(Study material begins)

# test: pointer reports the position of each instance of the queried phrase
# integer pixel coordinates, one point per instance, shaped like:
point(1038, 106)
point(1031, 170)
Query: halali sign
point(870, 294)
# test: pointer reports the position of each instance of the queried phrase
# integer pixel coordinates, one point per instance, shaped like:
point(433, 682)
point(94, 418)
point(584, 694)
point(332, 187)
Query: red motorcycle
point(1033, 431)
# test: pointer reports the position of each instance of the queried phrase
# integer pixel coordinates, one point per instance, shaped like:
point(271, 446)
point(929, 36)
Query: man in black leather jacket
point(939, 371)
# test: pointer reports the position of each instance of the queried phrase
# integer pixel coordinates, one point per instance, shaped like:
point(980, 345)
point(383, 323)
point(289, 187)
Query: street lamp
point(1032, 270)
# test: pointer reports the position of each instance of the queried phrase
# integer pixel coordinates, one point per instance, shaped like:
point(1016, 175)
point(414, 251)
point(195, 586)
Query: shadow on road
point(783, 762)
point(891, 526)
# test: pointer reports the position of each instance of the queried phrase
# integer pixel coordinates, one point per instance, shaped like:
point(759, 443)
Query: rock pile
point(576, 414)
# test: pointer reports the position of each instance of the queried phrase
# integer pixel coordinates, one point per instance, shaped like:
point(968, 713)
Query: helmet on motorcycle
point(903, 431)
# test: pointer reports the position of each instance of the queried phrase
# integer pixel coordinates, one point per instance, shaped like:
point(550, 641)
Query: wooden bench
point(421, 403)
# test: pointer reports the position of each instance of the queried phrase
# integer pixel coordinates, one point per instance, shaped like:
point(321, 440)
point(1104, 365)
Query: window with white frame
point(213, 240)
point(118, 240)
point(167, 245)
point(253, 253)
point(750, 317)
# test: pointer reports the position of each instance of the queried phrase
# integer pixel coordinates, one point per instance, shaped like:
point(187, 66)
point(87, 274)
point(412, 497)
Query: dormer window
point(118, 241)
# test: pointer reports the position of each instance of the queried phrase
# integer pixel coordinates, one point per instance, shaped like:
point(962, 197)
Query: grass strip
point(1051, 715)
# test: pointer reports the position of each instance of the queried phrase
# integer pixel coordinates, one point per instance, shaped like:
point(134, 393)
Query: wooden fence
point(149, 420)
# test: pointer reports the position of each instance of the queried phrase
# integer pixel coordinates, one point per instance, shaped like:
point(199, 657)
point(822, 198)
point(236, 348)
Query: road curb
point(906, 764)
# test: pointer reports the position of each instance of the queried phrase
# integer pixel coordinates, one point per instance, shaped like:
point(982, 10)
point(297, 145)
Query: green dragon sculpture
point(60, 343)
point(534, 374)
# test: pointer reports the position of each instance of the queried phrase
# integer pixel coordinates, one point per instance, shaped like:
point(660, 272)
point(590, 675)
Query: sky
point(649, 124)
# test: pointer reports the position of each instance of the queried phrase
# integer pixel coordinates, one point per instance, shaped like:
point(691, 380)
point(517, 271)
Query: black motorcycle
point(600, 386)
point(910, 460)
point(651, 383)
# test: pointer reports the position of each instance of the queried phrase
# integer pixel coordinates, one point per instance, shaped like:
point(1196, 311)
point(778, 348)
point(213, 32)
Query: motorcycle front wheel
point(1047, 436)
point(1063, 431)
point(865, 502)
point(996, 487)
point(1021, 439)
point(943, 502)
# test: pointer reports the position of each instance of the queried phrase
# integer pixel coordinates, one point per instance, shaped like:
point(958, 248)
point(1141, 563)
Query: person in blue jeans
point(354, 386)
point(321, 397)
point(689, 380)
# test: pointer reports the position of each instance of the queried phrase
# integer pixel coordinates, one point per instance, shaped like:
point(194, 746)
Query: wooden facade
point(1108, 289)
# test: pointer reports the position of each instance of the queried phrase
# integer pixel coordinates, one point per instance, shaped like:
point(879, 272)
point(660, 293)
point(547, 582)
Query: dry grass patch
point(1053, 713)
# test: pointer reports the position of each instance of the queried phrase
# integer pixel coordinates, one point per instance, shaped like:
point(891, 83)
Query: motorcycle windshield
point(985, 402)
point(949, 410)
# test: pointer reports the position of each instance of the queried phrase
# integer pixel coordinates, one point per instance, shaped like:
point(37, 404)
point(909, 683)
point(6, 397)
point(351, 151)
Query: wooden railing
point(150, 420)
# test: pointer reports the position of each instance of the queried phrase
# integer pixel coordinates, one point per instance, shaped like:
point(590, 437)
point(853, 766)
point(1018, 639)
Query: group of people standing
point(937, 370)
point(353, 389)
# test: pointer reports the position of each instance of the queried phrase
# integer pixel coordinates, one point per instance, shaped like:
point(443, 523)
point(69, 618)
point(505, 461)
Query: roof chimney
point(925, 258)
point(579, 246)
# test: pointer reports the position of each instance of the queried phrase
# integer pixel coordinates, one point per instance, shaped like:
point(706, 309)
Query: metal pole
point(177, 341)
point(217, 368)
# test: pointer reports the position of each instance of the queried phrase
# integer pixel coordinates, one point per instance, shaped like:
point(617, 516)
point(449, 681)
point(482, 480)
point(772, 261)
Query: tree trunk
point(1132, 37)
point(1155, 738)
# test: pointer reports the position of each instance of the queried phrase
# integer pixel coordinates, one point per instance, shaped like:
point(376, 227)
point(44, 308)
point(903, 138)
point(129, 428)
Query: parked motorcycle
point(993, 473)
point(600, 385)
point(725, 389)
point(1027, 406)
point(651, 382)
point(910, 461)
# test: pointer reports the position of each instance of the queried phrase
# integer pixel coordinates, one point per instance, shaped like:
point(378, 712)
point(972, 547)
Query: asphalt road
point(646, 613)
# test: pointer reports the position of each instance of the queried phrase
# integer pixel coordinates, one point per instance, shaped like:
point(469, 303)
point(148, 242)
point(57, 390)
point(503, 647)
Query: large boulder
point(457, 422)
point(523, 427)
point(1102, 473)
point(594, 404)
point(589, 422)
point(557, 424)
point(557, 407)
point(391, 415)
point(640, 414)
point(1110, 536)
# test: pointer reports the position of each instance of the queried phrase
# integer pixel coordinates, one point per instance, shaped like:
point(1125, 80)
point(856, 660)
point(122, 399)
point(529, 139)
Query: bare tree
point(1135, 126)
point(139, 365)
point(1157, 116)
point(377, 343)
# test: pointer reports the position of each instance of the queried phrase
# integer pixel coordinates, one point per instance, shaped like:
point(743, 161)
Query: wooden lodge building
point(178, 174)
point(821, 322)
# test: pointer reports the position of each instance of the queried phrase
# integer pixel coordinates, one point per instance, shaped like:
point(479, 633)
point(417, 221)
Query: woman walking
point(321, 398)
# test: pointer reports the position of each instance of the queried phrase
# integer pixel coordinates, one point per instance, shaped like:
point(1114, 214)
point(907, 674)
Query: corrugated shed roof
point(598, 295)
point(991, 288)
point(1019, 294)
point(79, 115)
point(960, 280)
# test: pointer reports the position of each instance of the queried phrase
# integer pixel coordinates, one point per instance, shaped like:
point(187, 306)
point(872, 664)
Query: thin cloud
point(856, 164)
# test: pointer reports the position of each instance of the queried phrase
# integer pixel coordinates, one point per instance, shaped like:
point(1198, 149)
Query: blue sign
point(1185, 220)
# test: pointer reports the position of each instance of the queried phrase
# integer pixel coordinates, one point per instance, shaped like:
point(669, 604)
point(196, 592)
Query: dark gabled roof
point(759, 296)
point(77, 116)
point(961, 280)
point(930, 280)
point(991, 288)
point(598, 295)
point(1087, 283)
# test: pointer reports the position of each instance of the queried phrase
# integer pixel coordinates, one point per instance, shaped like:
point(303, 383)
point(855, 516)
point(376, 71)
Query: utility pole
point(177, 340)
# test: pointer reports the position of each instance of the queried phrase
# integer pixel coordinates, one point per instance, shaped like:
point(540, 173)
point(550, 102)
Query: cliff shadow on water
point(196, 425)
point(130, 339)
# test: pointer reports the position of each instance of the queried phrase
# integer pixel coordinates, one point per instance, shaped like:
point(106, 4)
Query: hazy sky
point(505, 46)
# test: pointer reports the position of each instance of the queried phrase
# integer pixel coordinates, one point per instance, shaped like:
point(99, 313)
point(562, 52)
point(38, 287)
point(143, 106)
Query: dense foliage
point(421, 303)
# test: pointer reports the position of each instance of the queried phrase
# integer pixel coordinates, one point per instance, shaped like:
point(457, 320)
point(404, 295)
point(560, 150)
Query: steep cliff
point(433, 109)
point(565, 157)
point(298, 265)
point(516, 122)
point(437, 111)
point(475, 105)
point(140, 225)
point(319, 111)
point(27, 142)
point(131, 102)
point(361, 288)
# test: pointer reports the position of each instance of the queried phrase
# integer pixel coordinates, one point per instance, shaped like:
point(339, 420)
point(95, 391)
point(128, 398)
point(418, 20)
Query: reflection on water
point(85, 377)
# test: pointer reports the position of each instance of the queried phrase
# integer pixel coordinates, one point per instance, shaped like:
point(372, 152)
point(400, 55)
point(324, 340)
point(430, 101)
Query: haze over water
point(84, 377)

(Study material ends)

> _About this task_: Each line in the entries above, starting at the line with "point(199, 657)" and ending at the line with "point(297, 145)", is to be printed exactly, and only those lines.

> _Worked solution_:
point(199, 657)
point(822, 198)
point(236, 348)
Query: road curb
point(906, 764)
# test: pointer reports the position of each instance of the queried phrase
# integer pixel coordinates, one point per instance, shaped like:
point(982, 10)
point(297, 145)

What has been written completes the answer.